What needs to be done: In the entries below, find the line containing "promenade, one line per instance.". Write out that line and all lines after it, exactly, and nothing else.

Source information:
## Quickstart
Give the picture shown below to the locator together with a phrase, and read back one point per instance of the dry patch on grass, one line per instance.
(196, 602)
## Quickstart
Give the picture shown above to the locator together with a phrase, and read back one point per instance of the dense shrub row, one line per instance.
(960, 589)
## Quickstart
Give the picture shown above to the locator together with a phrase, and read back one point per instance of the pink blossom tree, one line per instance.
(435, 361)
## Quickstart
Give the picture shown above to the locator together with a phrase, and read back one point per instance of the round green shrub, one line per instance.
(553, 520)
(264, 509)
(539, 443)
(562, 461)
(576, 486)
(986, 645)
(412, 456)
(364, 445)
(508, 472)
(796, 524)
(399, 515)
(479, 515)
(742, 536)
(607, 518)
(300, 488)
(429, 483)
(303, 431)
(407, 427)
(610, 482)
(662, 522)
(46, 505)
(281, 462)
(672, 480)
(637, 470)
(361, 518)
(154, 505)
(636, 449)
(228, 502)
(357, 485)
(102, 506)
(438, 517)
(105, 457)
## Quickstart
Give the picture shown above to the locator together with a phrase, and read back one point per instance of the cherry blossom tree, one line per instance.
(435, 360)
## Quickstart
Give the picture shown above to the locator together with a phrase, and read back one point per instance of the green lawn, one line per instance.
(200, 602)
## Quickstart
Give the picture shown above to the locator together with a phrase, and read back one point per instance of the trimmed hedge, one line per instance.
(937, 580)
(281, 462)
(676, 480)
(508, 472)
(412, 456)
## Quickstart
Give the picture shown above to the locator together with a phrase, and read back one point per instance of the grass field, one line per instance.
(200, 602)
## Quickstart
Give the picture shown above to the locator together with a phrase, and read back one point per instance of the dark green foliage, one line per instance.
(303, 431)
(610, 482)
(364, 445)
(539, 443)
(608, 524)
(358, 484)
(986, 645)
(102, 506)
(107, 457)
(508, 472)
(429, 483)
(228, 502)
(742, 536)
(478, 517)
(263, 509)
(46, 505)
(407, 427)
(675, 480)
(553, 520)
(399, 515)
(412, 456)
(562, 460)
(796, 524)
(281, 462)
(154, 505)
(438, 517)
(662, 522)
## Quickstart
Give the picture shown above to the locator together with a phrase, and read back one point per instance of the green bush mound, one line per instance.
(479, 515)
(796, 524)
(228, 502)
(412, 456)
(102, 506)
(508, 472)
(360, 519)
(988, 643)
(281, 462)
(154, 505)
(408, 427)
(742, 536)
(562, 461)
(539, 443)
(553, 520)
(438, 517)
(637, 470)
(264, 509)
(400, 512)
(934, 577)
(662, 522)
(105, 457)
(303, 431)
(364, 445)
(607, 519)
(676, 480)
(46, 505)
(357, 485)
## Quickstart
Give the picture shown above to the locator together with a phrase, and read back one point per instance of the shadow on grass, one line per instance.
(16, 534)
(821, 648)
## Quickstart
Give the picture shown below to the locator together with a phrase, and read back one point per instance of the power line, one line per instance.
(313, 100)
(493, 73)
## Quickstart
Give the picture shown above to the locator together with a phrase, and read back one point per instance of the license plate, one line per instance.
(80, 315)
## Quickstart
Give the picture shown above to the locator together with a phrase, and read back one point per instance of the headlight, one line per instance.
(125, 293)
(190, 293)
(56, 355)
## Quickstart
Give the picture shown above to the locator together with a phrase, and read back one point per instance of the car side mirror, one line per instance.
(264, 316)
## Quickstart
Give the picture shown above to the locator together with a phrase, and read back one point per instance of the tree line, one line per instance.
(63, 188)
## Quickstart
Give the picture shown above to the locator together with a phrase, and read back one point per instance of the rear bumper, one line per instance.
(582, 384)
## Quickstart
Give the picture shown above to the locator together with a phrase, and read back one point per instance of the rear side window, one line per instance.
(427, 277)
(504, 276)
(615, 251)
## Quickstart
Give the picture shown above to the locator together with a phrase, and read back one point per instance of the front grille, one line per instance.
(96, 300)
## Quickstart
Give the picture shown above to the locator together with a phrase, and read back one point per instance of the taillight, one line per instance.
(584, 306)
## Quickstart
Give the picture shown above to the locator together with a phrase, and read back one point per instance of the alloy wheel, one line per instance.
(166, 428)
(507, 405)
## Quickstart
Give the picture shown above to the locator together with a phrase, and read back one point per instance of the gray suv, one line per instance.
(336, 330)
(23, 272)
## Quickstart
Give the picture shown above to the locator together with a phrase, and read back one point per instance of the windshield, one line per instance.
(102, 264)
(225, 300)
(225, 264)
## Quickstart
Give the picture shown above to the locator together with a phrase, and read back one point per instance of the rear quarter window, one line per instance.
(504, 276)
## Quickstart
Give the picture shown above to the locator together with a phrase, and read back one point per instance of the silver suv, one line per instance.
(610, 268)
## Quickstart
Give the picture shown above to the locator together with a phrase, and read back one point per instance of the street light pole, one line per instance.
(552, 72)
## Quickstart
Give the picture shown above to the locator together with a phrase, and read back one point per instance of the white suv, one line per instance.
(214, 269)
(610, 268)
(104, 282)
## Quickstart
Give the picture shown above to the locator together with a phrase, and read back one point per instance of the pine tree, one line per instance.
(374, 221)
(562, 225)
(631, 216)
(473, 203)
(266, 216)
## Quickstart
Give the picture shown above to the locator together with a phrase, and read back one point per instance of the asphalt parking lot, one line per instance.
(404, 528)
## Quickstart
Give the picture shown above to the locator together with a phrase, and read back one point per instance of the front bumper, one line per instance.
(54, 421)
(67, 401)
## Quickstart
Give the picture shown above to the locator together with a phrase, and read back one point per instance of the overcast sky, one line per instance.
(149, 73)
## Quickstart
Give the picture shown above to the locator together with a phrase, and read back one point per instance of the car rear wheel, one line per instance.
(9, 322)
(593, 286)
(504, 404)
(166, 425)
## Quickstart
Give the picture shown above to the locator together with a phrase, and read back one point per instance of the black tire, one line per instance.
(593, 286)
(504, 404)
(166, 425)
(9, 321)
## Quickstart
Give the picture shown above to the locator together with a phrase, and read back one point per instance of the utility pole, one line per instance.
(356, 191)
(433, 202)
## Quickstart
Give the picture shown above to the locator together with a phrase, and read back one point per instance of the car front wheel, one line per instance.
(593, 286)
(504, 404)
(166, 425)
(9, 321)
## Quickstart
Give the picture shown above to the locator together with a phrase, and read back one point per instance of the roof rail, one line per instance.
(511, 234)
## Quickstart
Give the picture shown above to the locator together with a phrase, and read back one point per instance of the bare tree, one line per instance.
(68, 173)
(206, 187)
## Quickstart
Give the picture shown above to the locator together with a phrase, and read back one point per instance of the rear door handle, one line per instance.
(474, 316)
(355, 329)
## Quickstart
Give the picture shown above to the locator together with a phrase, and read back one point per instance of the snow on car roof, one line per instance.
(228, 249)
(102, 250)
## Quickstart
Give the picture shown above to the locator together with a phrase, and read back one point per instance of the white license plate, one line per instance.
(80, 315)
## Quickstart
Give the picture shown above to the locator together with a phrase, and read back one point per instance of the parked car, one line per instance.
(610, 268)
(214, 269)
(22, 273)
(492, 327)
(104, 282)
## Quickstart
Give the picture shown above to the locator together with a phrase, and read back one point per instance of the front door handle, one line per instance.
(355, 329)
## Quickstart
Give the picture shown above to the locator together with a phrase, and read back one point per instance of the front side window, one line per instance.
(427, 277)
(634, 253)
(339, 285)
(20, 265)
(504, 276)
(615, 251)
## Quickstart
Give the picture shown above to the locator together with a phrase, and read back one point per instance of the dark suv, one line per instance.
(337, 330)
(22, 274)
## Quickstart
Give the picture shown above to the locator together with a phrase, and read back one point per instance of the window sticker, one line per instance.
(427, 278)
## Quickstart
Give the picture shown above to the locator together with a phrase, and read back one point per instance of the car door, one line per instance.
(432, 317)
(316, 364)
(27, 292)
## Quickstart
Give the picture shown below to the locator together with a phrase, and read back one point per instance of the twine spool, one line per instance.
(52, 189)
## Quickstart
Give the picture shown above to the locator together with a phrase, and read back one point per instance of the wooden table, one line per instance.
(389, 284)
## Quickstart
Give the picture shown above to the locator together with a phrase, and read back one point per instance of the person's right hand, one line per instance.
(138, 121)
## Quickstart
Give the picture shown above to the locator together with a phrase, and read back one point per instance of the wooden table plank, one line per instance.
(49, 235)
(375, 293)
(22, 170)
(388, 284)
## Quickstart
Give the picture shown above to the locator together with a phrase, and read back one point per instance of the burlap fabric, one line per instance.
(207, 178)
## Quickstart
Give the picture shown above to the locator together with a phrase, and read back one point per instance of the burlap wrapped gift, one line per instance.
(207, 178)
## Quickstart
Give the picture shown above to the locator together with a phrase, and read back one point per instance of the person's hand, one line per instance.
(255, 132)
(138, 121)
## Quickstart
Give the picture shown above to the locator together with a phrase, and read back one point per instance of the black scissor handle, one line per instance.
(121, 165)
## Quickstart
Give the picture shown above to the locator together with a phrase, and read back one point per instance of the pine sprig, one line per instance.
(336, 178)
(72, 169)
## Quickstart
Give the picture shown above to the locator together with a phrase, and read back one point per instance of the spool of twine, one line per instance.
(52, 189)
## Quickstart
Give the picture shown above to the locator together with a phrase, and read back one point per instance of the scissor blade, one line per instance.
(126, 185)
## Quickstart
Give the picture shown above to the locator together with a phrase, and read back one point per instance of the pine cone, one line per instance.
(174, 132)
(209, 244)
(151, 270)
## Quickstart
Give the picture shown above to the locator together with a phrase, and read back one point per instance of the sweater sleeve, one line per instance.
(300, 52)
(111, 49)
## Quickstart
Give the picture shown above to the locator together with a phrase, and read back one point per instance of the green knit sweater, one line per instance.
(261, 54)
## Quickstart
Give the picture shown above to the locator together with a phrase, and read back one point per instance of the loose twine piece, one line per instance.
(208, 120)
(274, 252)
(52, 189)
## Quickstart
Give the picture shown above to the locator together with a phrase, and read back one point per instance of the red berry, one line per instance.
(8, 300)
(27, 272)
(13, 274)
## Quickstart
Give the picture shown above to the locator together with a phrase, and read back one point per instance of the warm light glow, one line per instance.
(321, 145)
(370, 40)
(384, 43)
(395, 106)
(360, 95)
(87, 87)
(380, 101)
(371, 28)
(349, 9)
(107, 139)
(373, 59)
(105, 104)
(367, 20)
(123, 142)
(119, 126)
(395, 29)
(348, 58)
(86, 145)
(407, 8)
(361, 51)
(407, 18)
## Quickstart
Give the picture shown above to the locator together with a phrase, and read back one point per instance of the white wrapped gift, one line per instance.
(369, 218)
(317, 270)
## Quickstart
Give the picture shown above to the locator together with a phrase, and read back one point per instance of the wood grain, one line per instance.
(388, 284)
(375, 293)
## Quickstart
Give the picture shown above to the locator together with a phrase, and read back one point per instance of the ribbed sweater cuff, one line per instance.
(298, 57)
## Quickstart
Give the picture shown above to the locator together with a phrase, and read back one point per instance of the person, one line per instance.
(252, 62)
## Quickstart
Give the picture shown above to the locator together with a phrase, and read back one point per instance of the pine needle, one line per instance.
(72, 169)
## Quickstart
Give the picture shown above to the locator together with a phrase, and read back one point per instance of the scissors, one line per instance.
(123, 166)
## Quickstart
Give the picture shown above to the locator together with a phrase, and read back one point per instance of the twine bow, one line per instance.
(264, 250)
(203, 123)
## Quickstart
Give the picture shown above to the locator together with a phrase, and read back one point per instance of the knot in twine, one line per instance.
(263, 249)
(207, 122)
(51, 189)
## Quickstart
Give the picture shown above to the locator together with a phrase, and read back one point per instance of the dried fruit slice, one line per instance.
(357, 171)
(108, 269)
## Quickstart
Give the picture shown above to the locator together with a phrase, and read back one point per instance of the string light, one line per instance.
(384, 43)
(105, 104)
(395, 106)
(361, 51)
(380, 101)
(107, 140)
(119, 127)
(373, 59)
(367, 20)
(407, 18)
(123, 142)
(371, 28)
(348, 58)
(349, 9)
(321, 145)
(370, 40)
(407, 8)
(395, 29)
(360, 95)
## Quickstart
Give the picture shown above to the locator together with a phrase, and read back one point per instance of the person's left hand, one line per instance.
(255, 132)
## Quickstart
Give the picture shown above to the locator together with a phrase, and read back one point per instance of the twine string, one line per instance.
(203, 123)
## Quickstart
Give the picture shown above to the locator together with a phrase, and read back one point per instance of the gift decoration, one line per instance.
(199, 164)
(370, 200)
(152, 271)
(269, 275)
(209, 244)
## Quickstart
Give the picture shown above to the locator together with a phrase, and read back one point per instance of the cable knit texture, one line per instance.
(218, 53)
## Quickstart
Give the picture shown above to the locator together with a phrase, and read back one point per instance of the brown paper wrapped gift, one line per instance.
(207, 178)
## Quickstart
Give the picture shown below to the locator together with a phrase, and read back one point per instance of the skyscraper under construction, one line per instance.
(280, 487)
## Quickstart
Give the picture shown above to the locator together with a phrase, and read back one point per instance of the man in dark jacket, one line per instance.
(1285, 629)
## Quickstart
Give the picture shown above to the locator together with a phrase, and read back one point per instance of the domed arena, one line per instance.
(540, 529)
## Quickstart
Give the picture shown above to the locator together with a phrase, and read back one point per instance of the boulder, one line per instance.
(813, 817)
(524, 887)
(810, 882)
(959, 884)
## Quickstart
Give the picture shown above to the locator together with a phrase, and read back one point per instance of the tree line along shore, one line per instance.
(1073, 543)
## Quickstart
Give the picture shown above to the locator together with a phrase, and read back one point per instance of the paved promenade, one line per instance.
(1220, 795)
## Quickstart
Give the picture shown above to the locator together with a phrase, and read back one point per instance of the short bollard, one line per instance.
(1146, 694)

Output of the exercise:
Give the picture shown above to the locator together with a phrase, and read back one point per instance of the paved promenade, one line per instance.
(1220, 795)
## Quickstart
Give the picture shown above to the locator together with a phrase, and read back one point per instance of the short bollard, one line per instance.
(1146, 694)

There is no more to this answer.